Record set:

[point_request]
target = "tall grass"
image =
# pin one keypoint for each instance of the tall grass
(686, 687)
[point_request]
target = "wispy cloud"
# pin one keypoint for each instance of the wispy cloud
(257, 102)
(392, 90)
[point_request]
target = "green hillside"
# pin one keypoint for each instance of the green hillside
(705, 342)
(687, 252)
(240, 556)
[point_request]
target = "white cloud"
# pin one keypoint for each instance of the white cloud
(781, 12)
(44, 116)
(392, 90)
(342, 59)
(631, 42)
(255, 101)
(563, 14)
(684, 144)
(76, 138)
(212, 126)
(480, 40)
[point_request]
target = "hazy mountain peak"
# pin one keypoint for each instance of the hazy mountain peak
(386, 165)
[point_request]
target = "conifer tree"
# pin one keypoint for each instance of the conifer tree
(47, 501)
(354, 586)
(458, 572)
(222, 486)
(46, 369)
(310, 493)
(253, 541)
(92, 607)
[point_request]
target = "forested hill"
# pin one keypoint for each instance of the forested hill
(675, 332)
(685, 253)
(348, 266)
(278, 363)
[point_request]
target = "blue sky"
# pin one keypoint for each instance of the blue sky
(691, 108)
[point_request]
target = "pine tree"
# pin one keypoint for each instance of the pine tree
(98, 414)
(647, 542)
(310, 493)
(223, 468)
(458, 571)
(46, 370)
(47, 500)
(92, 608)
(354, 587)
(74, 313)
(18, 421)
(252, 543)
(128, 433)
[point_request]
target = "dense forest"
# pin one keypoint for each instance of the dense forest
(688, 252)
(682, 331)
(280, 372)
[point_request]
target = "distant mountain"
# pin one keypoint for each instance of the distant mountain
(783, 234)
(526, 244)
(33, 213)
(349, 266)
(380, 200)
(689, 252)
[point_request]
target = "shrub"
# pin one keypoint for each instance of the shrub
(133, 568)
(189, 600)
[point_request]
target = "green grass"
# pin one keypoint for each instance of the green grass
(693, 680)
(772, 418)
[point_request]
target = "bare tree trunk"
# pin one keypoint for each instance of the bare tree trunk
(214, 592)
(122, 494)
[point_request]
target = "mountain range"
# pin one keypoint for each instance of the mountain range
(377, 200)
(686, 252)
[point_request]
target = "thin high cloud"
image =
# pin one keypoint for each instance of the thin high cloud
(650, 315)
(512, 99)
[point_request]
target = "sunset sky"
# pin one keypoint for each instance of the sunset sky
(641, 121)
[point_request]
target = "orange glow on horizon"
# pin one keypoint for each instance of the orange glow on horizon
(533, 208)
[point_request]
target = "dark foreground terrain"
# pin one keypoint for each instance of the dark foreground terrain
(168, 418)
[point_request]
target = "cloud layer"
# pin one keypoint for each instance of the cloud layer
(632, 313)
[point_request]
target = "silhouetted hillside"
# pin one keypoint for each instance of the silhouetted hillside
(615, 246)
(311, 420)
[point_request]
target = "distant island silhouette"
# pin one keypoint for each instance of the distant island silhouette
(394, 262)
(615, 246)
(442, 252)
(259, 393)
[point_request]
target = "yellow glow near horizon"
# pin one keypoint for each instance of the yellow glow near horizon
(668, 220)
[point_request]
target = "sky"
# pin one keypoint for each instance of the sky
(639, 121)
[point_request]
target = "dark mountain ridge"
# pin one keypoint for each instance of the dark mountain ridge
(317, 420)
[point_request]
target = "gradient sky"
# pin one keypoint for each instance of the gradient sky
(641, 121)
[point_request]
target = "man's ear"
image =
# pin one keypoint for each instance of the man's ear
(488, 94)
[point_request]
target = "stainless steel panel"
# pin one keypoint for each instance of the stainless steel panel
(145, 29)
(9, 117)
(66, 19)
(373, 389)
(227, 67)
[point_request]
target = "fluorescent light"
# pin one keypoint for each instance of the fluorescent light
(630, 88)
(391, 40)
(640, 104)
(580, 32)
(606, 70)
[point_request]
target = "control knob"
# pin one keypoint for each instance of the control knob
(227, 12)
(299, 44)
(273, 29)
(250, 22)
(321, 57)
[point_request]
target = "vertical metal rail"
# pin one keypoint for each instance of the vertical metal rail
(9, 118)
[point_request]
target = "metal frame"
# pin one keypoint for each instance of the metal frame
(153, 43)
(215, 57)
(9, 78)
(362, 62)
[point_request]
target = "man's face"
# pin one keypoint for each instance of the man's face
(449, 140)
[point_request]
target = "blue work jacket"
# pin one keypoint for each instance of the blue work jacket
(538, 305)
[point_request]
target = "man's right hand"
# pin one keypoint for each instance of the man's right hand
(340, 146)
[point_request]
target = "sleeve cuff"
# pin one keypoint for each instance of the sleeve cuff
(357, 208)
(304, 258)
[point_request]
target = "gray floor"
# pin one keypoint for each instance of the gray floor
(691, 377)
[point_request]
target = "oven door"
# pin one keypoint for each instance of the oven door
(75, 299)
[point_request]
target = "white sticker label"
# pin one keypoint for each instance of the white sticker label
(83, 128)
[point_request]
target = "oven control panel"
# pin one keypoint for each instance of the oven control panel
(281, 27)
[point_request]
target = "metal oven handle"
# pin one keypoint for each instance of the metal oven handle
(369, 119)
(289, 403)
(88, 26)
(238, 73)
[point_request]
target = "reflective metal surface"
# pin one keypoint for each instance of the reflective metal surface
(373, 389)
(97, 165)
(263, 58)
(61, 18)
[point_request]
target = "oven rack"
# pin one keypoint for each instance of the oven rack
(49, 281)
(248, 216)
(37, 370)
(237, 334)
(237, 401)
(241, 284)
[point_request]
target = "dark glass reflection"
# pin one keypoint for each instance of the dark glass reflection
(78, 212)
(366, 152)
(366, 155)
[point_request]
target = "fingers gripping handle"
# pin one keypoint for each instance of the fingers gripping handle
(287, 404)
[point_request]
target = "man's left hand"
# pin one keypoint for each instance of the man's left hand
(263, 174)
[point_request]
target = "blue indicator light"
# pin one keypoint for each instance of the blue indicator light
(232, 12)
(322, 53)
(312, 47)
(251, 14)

Do this:
In this exercise, repeat all entries exactly.

Expected answer:
[point_request]
target = "tall grass"
image =
# pin one keypoint for each instance of the tall grass
(686, 687)
[point_request]
target = "wispy cloud"
# pin one keypoint for each instance of the wispy cloud
(257, 102)
(392, 90)
[point_request]
target = "green hillside"
# pin one keypoint for each instance of the green hillside
(705, 342)
(687, 252)
(240, 556)
[point_request]
target = "white cloud"
# pin one keypoint for each instance of the white cloud
(781, 12)
(44, 116)
(392, 90)
(342, 59)
(631, 42)
(255, 101)
(563, 14)
(684, 144)
(76, 138)
(212, 126)
(480, 40)
[point_request]
target = "hazy mountain peak"
# pin one keypoint for each instance of the hazy mountain peak
(386, 165)
[point_request]
target = "conifer tree"
# pin one keypoint for each instance of the conifer tree
(47, 501)
(354, 586)
(458, 572)
(222, 486)
(46, 369)
(310, 493)
(253, 541)
(92, 607)
[point_request]
target = "forested hill"
# pin one keypoint for each instance of the forested hill
(675, 332)
(685, 253)
(348, 266)
(278, 363)
[point_request]
target = "blue sky"
# pin one keypoint for each instance of the blue sky
(691, 108)
[point_request]
target = "pine tree"
# pin one keypoint for each instance of the pine tree
(98, 414)
(647, 542)
(310, 493)
(223, 468)
(458, 571)
(46, 370)
(47, 500)
(92, 608)
(354, 587)
(74, 313)
(18, 421)
(252, 543)
(128, 433)
[point_request]
target = "dense forest"
# pin one keypoint for each instance of the dense forest
(688, 252)
(682, 331)
(280, 372)
[point_request]
target = "distant mountain"
# pin one keypoint for each instance of the distant mountain
(783, 234)
(526, 244)
(33, 213)
(349, 266)
(380, 200)
(689, 252)
[point_request]
target = "shrub"
# pin one keypoint for each instance of the shrub
(133, 568)
(189, 600)
[point_request]
target = "green grass"
# pin one keypoint for each instance of the green grass
(693, 680)
(772, 418)
[point_request]
target = "bare tree trunk"
# pin one keypoint for each instance of the bare tree trunk
(214, 592)
(122, 494)
[point_request]
target = "mountain range"
# pin one keypoint for each instance of the mountain range
(377, 200)
(686, 252)
[point_request]
target = "thin high cloud"
image =
# pin one keypoint for each instance of the thin high cloud
(650, 315)
(512, 99)
[point_request]
target = "sunset sky"
# pin one keypoint for each instance of the sunset sky
(641, 121)
[point_request]
target = "orange glow on horizon"
# pin one keypoint for each instance of the orange glow on horizon
(533, 208)
[point_request]
target = "dark foreground terrain"
# pin one keypoint for each instance of the dark foreground terrain
(168, 418)
[point_request]
target = "cloud layer"
# pin one keypoint for each instance of the cloud layer
(632, 313)
[point_request]
target = "silhouetted hillside"
# pin one keypoint for each instance of the silhouetted hillside
(615, 246)
(311, 420)
[point_request]
target = "distant island silhouette"
# pin one keypoint for each instance of the distant island silhouette
(394, 262)
(615, 246)
(442, 252)
(259, 393)
[point_request]
target = "yellow glow near horizon"
# pin one keypoint for each instance of the yellow glow near horizon
(668, 220)
[point_request]
target = "sky"
# pin one keypoint for each instance of the sky
(639, 121)
[point_request]
target = "dark mountain ridge"
# pin one keypoint for each instance of the dark mountain ridge
(317, 420)
[point_request]
target = "gradient sky"
# pin one keypoint for each instance of the gradient sky
(641, 121)
[point_request]
target = "man's ear"
image =
# pin one keypoint for each instance of the man's ear
(488, 94)
[point_request]
target = "stainless steel panel"
# pin one keypoint for each instance of the stainless steel panel
(145, 29)
(9, 117)
(66, 19)
(373, 389)
(227, 67)
[point_request]
target = "fluorescent light"
# pin one keypoint for each instance of the fluorescent light
(630, 88)
(391, 40)
(640, 104)
(580, 32)
(606, 70)
[point_request]
target = "control knob"
# pin one keypoint for each instance of the control knob
(227, 12)
(299, 44)
(273, 29)
(250, 22)
(321, 57)
[point_request]
target = "vertical metal rail"
# pin one keypoint for each instance of the vertical metal rail
(9, 118)
[point_request]
target = "metal frame"
# pin one keypoint for each instance of the metal frame
(153, 43)
(215, 57)
(9, 78)
(362, 62)
[point_request]
target = "man's face"
# pin one keypoint for each instance of the man's face
(449, 140)
[point_request]
target = "blue work jacket"
# pin one keypoint for each instance of the blue work jacket
(538, 305)
[point_request]
target = "man's right hand"
# pin one keypoint for each instance of the man's right hand
(340, 146)
[point_request]
target = "sleeve cuff"
# pin one keypoint for each instance of the sleeve cuff
(357, 208)
(304, 258)
[point_request]
target = "gray floor"
# pin one keypoint for each instance of the gray floor
(691, 377)
[point_request]
target = "oven door"
# pin one keypoint for each instance of the oven door
(75, 299)
[point_request]
target = "white sticker label"
# pin one keypoint for each instance of the white sticker label
(83, 128)
[point_request]
target = "oven control panel"
# pin one keypoint for each instance of the oven control panel
(281, 27)
[point_request]
target = "metal oven handle"
# pin one keypoint for each instance of the metal oven handle
(369, 119)
(289, 403)
(88, 26)
(238, 73)
[point_request]
target = "reflective metal surface"
# pin one keypoint for each instance of the reflective metal surface
(373, 389)
(97, 165)
(263, 58)
(61, 18)
[point_request]
target = "oven rack"
# pin one keypoint for each instance of the oven rack
(49, 281)
(248, 216)
(37, 370)
(237, 334)
(237, 401)
(241, 284)
[point_request]
target = "dark glass reflection"
# pin one keypoint for each instance of the dark glass reflection
(78, 212)
(366, 152)
(366, 155)
[point_request]
target = "fingers gripping handle"
# pin one keypoint for each instance of the fingers gripping handle
(287, 404)
[point_request]
target = "man's left hand"
# pin one keypoint for each instance of the man's left hand
(263, 174)
[point_request]
target = "blue indicator light"
# pin one keypoint for each instance of the blue indicator light
(232, 12)
(322, 53)
(312, 47)
(251, 14)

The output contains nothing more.